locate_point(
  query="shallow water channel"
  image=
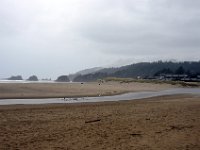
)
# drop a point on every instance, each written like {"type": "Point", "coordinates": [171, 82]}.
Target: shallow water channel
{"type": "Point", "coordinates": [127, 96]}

------------------------------------------------------------------------

### Exercise description
Your answer must be the records above, word for word, with every picture left out.

### Answer box
locate_point(
  query="shallow water channel"
  image=
)
# drop a point on every instance, each written like {"type": "Point", "coordinates": [171, 82]}.
Target: shallow water channel
{"type": "Point", "coordinates": [127, 96]}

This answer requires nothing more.